Resuma em forma de lista o parágrafo do texto sobre o circo que começa com "Montada a tenda", conservando os fatos principais.

Trecho selecionado =>

═══

Circo Habitat da Alegria: Sugestões práticas de Direitos da Cultura II
Os direitos culturais são chave para o desenvolvimento, com necessário destaque à pauta de sensibilização dos detentores do poder de decisão na união, estados, distrito federal e municípios.
terça-feira, 9 de maio de 2023
Atualizado às 13:48
Entre os dias 10, 11 e 12 de janeiro de 2023, aconteceu no espaço cultural do Circo Escola Picolino, cidade do Salvador, capital do Estado da Bahia, o Encontro de Circenses do Nordeste, como parte do projeto contemplado pela Bolsa Funarte de Pesquisa, subsídio para o reconhecimento de direito do circo, enquanto patrimônio cultural imaterial nacional, ocasião que trouxe mais evidências sobre o circo e circenses, seus valores humanos e direitos fundamentais.
A aproximação e escuta com equilibristas, malabaristas, trapezistas, contorcionistas, palhaços, dançarinas e até um amestrador de leões da região nordeste, nos guiou à oportunidade para ouvir cada um contar de suas vidas, família, escolaridade, experiências de trabalho, viagens pelo interior do país, momentos alegres e outros não tão alegres, situações do bastidor, desde a montagem das tendas, ensaios dos números, apresentações dos espetáculos, acertos, erros ou acidentes no picadeiro, reações do público, sobretudo os aplausos até a desmontagem das tendas.
Foi mencionado o primeiro artigo, "Circo habitat da alegria: Sugestões práticas de direitos da cultura", que entre outras indicações, propõe o reconhecimento de Cidades Criativas Amigas do Circo, com premiações e benefícios do Governo Federal e UNESCO aos Prefeitos e Municípios que adotarem políticas públicas de acolhimento aos circos e circenses nas setoriais culturais de artes cênicas das cidades. O amestrador de leões logo fez uma brincadeira: - Olha, ele sabe gritar o palhaço. E na conversa lembrou que: - A chegada do circo nas cidades sempre foi um acontecimento, onde quem primeiro acolhe os artistas circenses são as crianças, presencialmente, sem "internet" ou "celular", para gritar o palhaço e receber como brinde um ingresso do espetáculo.
Montada a tenda, naturalmente as crianças e adolescentes da cidade, atraídas pela novidade do circo, entram na brincadeira das trocas simbólicas, onde o palhaço busca interação artística e começa: - O circo chegou. Hoje tem palhaçada? E a meninada responde: - Tem, sim, senhor! Assim, no jogo de perguntas e respostas, num curto ensaio é formada a trupe de publicidade, onde o palhaço (publicitário) percorre as ruas gritado pelas crianças (garotos propaganda), com irreverências e premiações próprias do encantamento circense, para divulgar: - Respeitável público, chegou o circo, na pracinha, ao lado do mercado, venham ver a novidade, às dezenove horas tem espetáculo.

═══

(Itens de dados)
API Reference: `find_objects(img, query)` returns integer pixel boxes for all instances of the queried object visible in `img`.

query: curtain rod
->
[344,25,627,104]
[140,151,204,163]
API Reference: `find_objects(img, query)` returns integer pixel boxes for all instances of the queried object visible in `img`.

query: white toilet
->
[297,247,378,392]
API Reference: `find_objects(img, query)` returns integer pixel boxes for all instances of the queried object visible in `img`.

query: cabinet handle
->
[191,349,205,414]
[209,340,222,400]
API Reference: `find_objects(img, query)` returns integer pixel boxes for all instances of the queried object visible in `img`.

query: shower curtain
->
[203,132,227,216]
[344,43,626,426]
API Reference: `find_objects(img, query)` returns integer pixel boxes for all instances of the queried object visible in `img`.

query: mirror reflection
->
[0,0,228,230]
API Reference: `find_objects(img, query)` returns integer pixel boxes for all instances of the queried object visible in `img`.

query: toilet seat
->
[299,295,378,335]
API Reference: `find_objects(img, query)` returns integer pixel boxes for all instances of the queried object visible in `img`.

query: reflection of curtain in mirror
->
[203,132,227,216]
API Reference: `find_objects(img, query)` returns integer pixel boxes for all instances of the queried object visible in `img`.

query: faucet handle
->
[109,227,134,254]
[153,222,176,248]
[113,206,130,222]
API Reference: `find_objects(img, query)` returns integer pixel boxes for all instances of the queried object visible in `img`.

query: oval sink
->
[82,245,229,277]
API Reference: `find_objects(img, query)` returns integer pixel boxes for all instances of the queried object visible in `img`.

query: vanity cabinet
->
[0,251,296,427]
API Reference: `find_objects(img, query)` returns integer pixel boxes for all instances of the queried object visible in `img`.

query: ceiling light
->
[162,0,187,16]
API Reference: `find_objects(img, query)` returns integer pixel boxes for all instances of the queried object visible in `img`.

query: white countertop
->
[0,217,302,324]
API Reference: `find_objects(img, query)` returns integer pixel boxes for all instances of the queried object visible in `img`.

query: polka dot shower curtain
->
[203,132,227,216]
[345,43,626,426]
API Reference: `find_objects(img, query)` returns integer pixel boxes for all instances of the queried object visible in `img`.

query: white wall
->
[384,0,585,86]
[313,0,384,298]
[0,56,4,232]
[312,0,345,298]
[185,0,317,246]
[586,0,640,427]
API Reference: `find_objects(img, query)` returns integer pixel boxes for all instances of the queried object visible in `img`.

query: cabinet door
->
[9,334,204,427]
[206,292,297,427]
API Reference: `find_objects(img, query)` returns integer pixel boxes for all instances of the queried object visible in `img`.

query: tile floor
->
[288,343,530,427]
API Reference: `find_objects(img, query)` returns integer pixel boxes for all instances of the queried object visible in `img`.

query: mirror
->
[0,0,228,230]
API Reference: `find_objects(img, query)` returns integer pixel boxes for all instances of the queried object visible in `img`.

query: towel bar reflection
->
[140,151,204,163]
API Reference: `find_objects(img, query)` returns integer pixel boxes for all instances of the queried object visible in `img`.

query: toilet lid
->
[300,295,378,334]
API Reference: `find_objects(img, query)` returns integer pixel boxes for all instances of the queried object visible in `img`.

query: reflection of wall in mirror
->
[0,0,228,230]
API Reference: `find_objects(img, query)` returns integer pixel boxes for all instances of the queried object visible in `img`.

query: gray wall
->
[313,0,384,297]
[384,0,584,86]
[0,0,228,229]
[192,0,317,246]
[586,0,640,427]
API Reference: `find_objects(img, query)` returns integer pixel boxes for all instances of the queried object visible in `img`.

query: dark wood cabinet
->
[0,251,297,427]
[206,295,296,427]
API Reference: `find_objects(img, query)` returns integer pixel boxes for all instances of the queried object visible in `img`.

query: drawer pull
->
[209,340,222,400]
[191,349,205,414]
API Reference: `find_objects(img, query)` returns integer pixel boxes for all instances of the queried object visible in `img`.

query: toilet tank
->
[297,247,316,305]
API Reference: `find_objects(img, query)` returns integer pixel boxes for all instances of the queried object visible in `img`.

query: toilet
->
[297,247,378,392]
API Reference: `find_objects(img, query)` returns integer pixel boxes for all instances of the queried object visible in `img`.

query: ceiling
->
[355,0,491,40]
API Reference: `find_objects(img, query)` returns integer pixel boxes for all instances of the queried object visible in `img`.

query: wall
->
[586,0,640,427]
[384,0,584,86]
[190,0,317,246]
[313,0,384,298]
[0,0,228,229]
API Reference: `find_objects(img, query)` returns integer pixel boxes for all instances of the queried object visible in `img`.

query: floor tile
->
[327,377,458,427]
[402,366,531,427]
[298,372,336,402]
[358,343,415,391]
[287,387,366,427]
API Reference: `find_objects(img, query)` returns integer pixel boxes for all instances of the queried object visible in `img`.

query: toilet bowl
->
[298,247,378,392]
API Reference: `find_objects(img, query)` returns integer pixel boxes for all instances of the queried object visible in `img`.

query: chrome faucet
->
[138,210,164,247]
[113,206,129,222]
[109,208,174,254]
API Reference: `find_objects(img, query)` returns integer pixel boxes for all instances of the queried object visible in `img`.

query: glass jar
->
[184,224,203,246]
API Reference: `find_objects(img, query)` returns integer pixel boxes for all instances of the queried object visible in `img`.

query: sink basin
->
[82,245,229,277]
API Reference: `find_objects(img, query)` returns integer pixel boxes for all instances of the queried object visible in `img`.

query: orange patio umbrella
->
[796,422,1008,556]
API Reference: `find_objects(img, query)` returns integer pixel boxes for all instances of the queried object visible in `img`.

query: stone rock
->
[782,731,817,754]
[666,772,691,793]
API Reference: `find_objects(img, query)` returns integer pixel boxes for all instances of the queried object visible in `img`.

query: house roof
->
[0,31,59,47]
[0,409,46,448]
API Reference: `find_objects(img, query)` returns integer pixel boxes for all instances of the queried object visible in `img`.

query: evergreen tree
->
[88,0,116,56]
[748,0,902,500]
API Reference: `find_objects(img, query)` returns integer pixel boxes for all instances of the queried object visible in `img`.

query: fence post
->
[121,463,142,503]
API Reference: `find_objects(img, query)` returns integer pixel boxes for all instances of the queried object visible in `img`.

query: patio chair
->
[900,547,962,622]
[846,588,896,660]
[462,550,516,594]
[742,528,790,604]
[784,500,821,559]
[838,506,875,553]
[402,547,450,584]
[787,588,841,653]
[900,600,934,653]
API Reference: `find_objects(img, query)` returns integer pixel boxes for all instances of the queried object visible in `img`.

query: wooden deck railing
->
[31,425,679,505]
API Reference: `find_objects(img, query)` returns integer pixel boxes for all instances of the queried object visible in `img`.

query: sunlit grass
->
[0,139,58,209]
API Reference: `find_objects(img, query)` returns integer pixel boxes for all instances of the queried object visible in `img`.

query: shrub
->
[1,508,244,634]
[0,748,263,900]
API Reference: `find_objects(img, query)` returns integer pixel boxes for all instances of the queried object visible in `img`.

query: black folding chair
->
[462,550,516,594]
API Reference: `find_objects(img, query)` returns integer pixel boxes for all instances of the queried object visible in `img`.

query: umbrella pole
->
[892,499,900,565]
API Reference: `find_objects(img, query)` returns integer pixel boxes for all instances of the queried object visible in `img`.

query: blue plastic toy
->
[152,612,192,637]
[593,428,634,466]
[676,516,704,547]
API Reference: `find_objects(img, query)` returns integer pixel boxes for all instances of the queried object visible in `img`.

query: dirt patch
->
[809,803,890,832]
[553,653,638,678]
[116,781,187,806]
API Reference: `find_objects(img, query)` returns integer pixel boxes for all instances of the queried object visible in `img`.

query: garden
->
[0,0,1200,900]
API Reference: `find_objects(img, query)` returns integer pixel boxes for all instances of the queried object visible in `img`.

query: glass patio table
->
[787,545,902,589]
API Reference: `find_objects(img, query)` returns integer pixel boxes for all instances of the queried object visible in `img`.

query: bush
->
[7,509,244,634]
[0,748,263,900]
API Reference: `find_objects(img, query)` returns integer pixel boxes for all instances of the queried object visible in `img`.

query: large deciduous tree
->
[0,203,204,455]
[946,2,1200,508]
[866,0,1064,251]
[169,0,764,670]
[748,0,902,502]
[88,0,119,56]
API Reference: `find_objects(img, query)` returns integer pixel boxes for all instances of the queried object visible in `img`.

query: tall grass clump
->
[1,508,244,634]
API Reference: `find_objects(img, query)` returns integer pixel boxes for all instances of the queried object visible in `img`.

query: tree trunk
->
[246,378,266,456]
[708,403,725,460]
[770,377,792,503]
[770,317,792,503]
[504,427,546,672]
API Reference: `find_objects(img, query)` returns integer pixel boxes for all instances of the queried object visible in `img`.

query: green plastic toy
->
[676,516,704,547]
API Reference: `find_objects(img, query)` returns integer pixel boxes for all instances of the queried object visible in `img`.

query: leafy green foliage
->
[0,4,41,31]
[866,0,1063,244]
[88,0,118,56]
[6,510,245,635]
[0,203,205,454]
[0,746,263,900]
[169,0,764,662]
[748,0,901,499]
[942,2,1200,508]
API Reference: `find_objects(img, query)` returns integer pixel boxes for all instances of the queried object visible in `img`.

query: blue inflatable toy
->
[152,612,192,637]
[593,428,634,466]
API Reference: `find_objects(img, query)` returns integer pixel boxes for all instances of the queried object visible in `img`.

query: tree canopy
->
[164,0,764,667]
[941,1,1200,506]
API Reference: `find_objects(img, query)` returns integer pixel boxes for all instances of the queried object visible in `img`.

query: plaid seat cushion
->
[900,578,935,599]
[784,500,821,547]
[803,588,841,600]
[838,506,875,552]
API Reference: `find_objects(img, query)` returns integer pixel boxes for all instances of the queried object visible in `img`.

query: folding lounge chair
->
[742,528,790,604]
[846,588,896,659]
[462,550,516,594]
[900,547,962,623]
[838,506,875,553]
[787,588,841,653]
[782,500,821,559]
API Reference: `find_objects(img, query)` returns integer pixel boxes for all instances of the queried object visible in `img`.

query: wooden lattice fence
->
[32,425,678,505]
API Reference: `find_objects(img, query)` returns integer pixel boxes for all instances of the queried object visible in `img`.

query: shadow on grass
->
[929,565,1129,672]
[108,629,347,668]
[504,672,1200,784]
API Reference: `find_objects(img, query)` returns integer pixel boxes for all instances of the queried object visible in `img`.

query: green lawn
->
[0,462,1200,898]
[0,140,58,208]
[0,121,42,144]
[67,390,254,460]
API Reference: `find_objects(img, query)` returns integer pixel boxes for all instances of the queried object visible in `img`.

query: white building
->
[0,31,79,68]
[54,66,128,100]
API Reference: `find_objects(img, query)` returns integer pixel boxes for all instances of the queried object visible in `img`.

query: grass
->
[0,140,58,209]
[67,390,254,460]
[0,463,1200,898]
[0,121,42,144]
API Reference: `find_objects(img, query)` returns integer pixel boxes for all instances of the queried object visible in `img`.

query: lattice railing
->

═══

Resolução detalhada =>
- Com a tenda montada, crianças e adolescentes da cidade, atraídos pela novidade, entram na brincadeira das trocas simbólicas.
- O palhaço busca interação perguntando "Hoje tem palhaçada?", e a meninada responde "Tem, sim, senhor!".
- Nesse jogo de perguntas e respostas, um curto ensaio forma a trupe de publicidade.
- O palhaço percorre as ruas ao som dos gritos das crianças, com irreverências e premiações, anunciando o circo na pracinha ao lado do mercado e o espetáculo às dezenove horas.